WRITTEN TASK - Your copy of the material must match it exactly, except that pictures are dropped.

EXTRACTED INFORMATION -
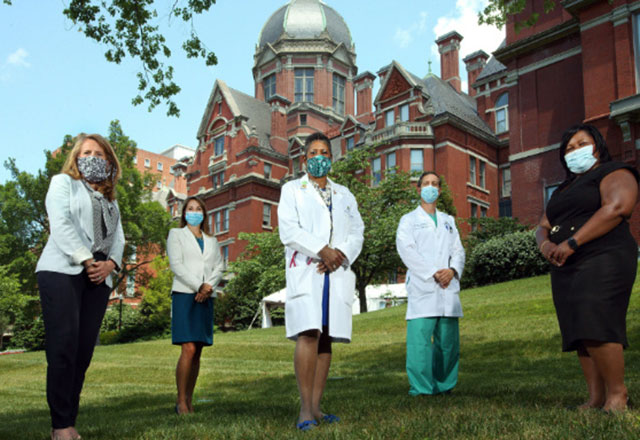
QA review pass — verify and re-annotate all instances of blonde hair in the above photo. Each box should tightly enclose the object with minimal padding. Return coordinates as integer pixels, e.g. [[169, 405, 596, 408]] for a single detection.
[[61, 133, 122, 201]]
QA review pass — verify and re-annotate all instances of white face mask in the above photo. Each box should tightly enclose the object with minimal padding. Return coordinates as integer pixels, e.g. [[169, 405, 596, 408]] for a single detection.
[[564, 145, 598, 174]]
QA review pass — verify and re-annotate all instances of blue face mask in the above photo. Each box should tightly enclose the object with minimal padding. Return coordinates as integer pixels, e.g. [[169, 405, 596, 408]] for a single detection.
[[184, 211, 204, 226], [564, 145, 598, 174], [307, 155, 331, 177], [420, 186, 440, 203]]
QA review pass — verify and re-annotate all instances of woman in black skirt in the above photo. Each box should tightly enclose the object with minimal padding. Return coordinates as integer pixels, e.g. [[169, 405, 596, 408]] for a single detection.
[[167, 197, 224, 414], [536, 124, 639, 411]]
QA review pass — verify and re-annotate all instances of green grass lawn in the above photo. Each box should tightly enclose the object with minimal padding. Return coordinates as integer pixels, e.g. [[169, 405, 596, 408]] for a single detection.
[[0, 276, 640, 440]]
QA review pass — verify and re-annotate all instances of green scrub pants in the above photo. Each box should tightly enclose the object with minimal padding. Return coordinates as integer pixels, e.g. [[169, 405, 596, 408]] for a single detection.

EXPECTED ANSWER -
QA review pass — verify and re-annotate all instances of blonde hair in the above photo. Each box should tightly enclose the object with minimal padding. Return coordinates as integer pixels, e.g. [[169, 405, 596, 408]] for a single detection.
[[61, 133, 122, 201]]
QA review pass — verify and re-annotate all instances of white face mask in the above photo. Each box should tightly enclose the object with minimal padding. Return coordinates as integer pixels, e.g. [[169, 405, 596, 408]] for a single detection.
[[564, 145, 598, 174]]
QA review pass — verify and re-annotate all instances of blue face mask in the above photo. Each box should tightly enclose the object with minimal padding. Return coordinates as integer pixels, e.g. [[169, 405, 596, 408]] for a single detection.
[[184, 211, 204, 226], [564, 145, 598, 174], [307, 155, 331, 177], [420, 186, 440, 203]]
QA review pass — verify and re-annotate all instances of woman in black skirt in the above photo. Each box should tightly enclose the object with minimal padding. Return coordinates as integer pixels, e.g. [[169, 405, 596, 408]] for a single detection.
[[167, 197, 224, 414], [536, 124, 639, 411]]
QA review pass — verify and re-annotate all instances of green grass lawn in the above photo. Each box should tightly enclose the object with minimal padding. Return coordinates as integer pixels, e.g. [[169, 405, 596, 408]] for a single detection.
[[0, 276, 640, 440]]
QA review pass — verify and re-annotate all instances of green scrub pants in the above photo. Each box should tightly enclose the object with minimal padding. Return coordinates as integer pixels, e.g. [[169, 405, 596, 408]] for a single detection.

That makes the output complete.